------ SEÇÃO DO DOCUMENTO

Mude-se o nome dos teóricos, dos charlatões e da ideologia e têm-se a história repetida. Agora o tirano é o mercado e ele também tem teses para absolver seus crimes. Não faltam místicos e economistas para nos dizer que também há um paraíso no fim desta história, para quem sobrevivê-la. Há até economistas místicos que podem identificar o martírio da carne com a purgação liberal e ver nas duas coisas a vontade de Deus. Sua pregação também pressupõe uma alteração na natureza humana, como a que Lisenko prometia a Stálin. O capitalismo incontestado não está condenado pelos seus antecedentes, as virtudes adquiridas que ele mesmo atribui são reproduzíveis até na mesma geração. No fim do expurgo seremos poucos mas seremos todos capitalistas puros, a salvo da culpa e da História.

Sobrevida

O computador, ao contrário do que se pensava, não salvará as florestas. Dizem que com o computador aumentou o uso do papel em todo o mundo, e não apenas porque a cada novidade eletrônica lançada no mercado corresponde um manual de instrução, sem falar numa embalagem de papelão. O computador estimula as pessoas a imprimirem coisas. Como hoje qualquer um pode ser editor, paginador e ilustrador sem largar o mouse, a tentação de passar sua obra para o papel é quase irresistível. E nada dá uma impressão de permanência como a impressão, ainda mais uma tela ondulante que pode desaparecer com o mero toque numa tecla errada. Mesmo forrando a proverbial gaiola do papagaio um papel impresso tem mais nobreza e perenidade que qualquer cristal líquido.

Um livro está operacional no momento que você o abre. Um disquete não substitui um livro. Um disquete dentro de um drive, dentro de um módulo acoplado a um monitor, desde que seja compatível, substitui um livro. Ninguém jamais lhe perguntará que disquetes você levaria para uma ilha deserta. Para o disquete valer um livro, você teria que viajar com um computador e a ilha teria que ter uma usina elétrica ou um revendedor de pilhas, o que a descredenciaria como deserta e invalidaria a enquete.

Mas desconfio que o que salvará o livro será o supérfluo, o que não tem nada a ver com conteúdo ou conveniência. Até que lancem disquetes com cheiro sintetizado, nada substituirá o cheiro de papel e tinta nas suas duas categoria inigualáveis, livro novo e livro velho.

E nenhuma coleção de disquetes ornamentará uma sala com o calor e a dignidade de uma estante de livros. A tudo que falta ao admirável mundo da informática, da cibernética, do virtual e do instantâneo acrescente-se isso: falta lombada. No fim o livro deverá sua sobrevida à decoração de interiores.

Seja como for, as florestas estão condenadas.

------------

--- TAREFA ESCRITA 1 ---
Resuma o trecho em três frases.
--- TAREFA ESCRITA 2 ---
Transcreva do trecho a parte entre "E nenhuma coleção" e "decoração de interiores.", inclusive.
As linhas abaixo provêm de outra fonte.

------ DADOS EXTRAÍDOS

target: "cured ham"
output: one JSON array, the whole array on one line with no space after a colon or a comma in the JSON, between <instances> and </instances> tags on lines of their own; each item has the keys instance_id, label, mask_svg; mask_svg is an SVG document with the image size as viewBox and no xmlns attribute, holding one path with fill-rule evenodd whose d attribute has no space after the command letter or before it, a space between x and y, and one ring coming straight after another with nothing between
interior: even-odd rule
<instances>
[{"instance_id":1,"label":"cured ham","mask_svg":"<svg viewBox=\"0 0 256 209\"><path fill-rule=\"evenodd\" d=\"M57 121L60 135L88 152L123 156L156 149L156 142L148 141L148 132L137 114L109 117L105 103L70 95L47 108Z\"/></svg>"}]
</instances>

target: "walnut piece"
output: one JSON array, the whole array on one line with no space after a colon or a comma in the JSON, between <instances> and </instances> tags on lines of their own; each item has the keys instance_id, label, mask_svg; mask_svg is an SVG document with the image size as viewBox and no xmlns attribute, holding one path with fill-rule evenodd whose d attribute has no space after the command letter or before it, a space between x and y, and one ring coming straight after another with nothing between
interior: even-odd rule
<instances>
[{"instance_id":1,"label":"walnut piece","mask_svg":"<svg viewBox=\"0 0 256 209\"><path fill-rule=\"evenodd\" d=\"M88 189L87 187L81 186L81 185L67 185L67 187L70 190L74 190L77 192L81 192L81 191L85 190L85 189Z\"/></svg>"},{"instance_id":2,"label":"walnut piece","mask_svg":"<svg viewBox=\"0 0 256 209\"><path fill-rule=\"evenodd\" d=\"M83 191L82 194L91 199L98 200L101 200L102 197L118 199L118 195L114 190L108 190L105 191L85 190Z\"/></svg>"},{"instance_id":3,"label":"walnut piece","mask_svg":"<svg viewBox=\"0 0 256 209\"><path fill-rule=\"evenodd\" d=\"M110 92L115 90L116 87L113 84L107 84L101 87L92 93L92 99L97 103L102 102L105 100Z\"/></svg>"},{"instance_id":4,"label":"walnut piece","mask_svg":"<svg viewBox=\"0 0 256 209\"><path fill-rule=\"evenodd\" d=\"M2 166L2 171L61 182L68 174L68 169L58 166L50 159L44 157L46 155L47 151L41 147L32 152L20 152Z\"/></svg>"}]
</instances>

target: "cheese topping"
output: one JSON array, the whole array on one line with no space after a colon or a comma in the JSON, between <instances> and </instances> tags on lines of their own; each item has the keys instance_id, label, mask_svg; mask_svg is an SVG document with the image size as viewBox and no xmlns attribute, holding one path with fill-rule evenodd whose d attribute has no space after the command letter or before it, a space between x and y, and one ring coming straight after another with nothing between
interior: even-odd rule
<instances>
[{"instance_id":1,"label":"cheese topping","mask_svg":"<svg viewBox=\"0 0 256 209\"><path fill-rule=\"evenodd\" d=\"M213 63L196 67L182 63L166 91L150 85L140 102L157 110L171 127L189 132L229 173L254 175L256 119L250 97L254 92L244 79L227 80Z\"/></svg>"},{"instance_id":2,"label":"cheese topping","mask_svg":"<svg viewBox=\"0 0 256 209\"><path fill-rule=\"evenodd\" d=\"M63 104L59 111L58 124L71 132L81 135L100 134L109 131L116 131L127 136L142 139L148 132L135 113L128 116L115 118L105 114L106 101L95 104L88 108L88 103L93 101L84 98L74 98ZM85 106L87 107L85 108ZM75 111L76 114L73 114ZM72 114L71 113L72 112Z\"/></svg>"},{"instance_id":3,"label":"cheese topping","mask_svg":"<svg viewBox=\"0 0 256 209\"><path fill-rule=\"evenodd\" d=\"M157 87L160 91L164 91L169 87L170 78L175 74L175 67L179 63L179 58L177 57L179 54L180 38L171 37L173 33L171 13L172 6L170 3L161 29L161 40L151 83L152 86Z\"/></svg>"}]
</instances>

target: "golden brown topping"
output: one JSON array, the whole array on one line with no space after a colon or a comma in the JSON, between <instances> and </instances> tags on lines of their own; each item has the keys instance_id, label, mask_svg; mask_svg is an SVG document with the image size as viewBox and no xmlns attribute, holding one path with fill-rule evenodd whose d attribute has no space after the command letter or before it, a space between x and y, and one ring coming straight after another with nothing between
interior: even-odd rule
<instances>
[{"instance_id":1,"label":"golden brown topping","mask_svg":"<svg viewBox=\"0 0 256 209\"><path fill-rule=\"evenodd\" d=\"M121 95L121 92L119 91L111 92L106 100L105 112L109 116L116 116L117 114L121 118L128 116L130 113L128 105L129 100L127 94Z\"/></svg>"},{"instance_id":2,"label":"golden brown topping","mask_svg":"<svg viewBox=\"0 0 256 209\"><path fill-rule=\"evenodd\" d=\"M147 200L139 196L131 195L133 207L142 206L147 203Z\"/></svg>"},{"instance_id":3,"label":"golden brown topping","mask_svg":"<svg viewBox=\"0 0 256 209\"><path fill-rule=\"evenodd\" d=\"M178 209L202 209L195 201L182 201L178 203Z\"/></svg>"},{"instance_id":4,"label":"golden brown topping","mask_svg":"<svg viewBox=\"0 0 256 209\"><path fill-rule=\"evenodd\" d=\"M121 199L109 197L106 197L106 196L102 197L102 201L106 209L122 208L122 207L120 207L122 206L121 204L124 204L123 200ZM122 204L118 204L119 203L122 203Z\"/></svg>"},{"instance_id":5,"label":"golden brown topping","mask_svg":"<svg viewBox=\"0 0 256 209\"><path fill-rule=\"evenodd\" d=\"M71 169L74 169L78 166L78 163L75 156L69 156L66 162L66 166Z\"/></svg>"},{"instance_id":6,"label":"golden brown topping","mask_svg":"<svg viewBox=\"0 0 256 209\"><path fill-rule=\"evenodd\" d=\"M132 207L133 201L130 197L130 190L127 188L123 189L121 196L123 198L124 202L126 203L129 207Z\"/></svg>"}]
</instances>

------------
------ DADOS EXTRAÍDOS

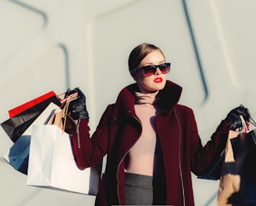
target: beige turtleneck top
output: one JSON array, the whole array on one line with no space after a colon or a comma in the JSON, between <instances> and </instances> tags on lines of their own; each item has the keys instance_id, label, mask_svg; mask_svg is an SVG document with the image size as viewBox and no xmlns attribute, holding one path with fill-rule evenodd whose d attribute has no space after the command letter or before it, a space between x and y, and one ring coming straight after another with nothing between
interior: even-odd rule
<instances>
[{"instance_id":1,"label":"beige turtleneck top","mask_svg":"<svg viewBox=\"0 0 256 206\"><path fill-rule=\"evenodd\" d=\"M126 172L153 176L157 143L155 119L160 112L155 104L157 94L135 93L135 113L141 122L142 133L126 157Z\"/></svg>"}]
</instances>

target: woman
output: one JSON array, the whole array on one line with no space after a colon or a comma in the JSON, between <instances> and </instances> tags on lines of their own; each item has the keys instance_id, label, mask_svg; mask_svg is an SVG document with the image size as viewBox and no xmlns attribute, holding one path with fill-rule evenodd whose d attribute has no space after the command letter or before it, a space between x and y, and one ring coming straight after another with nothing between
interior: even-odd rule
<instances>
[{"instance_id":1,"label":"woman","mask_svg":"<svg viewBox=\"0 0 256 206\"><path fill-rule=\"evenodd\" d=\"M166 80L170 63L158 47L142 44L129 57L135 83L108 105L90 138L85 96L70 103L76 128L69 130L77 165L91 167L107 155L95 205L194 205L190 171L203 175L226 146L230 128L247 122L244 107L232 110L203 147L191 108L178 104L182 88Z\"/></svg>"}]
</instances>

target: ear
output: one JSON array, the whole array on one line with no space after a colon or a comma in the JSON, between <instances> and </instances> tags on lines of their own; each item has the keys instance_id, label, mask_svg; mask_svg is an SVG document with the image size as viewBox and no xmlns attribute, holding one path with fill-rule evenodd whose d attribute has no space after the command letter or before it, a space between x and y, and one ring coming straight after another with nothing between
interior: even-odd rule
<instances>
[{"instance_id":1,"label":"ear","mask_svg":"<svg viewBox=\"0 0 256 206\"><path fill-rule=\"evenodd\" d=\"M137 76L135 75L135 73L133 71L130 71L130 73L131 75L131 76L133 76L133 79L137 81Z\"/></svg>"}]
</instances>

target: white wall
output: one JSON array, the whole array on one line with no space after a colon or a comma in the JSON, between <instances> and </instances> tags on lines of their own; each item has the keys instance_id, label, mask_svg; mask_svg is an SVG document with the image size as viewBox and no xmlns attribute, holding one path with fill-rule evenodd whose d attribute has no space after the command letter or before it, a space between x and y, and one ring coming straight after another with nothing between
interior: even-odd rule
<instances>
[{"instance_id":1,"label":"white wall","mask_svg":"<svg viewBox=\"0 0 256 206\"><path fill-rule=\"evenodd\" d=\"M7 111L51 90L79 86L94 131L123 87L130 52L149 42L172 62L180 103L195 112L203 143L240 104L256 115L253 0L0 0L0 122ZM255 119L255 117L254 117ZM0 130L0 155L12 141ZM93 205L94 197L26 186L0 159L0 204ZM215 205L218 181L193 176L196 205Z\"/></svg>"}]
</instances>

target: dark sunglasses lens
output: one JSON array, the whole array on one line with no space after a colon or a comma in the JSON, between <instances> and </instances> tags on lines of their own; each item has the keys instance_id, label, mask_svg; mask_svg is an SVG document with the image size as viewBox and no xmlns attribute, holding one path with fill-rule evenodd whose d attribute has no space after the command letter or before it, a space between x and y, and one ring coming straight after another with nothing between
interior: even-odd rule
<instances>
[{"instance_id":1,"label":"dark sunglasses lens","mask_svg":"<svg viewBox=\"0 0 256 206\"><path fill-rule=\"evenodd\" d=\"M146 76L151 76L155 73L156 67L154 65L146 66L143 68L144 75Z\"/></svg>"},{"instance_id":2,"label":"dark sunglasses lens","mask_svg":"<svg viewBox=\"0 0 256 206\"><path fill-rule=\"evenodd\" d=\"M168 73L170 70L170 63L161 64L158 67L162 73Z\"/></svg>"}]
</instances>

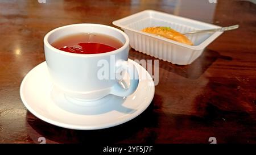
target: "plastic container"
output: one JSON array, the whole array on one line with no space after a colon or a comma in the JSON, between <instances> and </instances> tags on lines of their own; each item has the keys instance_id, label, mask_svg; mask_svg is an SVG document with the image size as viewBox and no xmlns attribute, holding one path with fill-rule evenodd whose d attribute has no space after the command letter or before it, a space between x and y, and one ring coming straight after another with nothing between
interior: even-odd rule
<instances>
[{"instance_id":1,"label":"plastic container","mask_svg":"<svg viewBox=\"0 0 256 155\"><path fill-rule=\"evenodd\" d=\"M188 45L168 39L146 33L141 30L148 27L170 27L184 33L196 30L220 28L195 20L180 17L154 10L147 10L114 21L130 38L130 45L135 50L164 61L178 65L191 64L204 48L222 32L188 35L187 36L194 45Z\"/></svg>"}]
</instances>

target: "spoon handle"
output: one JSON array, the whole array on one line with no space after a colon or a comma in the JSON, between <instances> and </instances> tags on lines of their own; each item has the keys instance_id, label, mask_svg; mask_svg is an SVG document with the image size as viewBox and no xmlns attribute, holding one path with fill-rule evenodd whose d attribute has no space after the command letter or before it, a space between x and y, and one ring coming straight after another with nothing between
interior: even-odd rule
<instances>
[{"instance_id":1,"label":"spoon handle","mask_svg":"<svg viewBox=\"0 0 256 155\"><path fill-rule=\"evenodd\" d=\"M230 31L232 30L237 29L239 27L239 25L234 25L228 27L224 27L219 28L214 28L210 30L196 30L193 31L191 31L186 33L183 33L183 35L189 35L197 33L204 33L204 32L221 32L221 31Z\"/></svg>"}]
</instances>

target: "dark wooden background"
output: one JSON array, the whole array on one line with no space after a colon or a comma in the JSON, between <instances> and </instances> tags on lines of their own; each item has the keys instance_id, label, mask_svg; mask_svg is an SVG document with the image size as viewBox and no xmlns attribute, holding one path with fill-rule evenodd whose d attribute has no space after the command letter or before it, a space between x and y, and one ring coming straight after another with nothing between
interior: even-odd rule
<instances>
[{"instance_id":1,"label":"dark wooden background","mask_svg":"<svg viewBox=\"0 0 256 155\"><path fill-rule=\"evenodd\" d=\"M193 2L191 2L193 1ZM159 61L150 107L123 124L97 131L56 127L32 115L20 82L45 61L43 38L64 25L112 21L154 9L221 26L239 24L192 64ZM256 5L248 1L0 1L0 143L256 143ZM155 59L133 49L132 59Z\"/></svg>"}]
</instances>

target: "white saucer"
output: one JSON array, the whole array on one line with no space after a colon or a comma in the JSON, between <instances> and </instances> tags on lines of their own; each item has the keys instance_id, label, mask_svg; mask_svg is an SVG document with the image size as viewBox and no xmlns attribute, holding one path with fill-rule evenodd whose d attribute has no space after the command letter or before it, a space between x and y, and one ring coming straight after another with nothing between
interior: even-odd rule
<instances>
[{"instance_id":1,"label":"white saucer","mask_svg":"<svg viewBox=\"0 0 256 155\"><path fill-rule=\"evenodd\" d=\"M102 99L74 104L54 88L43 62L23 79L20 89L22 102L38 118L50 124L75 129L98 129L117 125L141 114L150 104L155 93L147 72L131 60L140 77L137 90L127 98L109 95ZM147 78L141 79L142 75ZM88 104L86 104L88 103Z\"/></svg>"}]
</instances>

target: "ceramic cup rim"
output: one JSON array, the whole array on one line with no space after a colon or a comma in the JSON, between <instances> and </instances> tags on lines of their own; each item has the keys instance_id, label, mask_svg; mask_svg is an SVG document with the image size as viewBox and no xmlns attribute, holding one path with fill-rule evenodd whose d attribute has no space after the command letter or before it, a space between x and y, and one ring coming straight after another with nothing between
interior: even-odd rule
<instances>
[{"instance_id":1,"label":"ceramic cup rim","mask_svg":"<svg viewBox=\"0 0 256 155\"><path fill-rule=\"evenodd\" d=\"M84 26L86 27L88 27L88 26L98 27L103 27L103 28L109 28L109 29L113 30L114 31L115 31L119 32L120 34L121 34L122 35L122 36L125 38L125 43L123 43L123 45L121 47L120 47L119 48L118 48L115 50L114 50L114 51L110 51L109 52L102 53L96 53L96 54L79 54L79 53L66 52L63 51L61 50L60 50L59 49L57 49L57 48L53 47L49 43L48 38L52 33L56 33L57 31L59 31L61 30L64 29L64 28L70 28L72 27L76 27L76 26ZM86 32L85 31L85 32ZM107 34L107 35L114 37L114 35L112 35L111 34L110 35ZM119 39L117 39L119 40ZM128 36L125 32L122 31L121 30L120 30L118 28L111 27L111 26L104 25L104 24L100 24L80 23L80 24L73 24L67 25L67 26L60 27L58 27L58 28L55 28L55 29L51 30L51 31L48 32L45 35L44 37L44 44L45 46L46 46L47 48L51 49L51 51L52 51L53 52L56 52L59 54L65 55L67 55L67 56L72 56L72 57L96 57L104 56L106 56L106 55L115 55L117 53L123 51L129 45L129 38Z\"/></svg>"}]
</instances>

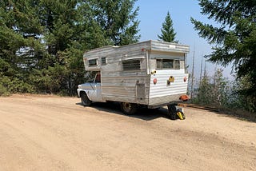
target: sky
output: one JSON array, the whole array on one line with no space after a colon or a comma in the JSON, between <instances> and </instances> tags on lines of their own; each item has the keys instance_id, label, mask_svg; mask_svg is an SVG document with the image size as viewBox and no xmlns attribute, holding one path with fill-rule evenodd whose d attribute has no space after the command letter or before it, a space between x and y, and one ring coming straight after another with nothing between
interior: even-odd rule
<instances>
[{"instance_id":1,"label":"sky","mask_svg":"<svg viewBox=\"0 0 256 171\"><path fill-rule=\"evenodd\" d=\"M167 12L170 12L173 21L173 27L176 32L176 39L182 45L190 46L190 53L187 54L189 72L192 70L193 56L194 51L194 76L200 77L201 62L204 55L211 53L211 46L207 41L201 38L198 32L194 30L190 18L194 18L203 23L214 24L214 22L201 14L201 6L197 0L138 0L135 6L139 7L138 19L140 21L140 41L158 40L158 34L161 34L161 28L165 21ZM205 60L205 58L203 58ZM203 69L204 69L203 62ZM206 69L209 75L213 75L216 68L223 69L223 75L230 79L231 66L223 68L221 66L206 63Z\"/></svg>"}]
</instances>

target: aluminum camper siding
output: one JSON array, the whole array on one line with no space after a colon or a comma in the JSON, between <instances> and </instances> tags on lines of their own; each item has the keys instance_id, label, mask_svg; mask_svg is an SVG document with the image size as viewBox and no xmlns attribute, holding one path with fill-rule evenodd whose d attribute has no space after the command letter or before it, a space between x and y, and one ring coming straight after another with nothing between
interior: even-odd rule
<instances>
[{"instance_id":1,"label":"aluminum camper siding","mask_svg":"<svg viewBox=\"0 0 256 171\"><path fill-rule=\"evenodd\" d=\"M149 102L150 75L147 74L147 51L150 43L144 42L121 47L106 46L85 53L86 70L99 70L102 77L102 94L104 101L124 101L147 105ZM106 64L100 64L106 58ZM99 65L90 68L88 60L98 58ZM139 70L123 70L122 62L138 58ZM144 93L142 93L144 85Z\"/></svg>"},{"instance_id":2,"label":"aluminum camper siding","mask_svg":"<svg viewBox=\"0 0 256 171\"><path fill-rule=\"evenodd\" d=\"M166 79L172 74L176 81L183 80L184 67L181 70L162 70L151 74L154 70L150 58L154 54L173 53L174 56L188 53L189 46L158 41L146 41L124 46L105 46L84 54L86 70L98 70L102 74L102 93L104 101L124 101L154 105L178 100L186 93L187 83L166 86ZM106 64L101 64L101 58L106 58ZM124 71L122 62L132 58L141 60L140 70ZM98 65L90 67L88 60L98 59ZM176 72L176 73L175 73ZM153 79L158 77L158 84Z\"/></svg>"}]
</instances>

------------
------ DADOS EXTRAÍDOS

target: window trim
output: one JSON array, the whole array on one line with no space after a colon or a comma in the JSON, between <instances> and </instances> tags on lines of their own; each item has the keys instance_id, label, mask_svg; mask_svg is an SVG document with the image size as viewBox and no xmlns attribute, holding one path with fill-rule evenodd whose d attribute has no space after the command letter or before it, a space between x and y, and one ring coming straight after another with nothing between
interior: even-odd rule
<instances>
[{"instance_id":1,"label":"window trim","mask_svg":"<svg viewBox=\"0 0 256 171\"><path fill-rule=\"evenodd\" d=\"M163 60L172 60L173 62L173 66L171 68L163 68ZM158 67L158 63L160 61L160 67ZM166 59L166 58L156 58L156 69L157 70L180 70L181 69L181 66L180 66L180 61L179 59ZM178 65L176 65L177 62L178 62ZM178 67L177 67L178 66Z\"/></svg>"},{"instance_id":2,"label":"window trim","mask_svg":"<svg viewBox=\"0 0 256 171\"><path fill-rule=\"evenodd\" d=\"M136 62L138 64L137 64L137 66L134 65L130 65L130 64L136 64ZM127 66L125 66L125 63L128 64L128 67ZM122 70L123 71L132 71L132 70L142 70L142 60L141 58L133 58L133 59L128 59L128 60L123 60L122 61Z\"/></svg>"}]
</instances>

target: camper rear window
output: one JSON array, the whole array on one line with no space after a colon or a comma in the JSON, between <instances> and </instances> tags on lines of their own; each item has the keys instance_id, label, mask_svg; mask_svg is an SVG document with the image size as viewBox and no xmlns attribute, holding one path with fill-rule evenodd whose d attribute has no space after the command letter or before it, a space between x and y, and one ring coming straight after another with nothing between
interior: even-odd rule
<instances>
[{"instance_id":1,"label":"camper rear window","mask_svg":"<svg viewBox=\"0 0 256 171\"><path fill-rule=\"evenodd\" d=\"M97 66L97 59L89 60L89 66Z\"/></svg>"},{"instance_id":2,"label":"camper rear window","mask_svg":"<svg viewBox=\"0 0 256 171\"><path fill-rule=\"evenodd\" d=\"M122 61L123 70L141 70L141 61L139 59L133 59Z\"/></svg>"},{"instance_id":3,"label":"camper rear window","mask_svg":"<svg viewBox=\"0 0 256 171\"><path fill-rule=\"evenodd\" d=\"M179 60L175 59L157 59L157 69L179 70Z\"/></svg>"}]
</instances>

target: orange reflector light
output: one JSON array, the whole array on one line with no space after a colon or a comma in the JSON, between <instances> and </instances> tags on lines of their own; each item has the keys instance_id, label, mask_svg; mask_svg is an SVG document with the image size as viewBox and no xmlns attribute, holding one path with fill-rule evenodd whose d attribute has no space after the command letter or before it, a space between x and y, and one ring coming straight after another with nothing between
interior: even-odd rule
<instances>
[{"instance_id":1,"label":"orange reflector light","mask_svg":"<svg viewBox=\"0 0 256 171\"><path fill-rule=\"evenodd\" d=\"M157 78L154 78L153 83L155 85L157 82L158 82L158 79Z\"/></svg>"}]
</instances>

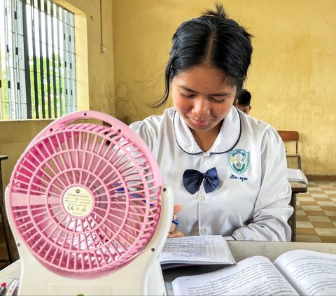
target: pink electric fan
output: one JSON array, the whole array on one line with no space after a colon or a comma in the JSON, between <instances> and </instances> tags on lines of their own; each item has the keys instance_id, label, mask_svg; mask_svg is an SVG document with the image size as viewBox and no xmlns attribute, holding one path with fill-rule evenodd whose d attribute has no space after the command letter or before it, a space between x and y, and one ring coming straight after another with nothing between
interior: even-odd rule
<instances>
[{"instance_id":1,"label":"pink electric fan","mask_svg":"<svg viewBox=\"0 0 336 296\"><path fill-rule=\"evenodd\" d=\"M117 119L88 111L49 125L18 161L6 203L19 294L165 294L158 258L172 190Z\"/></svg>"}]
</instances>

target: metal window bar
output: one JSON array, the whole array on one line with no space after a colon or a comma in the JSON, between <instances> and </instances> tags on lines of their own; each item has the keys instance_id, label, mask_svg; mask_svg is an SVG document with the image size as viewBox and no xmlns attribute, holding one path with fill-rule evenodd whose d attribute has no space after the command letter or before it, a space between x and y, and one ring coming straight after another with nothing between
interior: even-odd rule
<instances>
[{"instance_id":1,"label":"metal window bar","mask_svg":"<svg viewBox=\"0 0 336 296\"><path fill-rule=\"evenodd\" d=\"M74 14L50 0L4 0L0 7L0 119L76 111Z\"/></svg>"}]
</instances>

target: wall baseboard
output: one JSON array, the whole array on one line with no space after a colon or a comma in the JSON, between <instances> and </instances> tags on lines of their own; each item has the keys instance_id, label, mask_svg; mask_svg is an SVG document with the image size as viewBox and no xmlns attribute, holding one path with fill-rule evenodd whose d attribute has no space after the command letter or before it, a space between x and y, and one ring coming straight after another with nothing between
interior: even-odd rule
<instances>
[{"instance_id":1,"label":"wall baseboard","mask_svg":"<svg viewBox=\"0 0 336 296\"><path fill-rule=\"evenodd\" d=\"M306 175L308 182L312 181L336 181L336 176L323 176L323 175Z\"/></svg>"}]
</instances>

------------

--- RESPOSTA COMPLETA 1 ---
O trecho compara o mercado a um tirano com teses para absolver seus crimes, defendidas por místicos e economistas que prometem um paraíso a quem sobreviver. Em seguida, afirma que o computador não salvará as florestas, pois aumentou o uso do papel e estimula as pessoas a imprimirem coisas. Por fim, sugere que o livro sobreviverá pelo supérfluo, como o cheiro de papel e tinta e a lombada que decora uma sala, mas conclui que as florestas estão condenadas.

--- RESPOSTA COMPLETA 2 ---
E nenhuma coleção de disquetes ornamentará uma sala com o calor e a dignidade de uma estante de livros. A tudo que falta ao admirável mundo da informática, da cibernética, do virtual e do instantâneo acrescente-se isso: falta lombada. No fim o livro deverá sua sobrevida à decoração de interiores.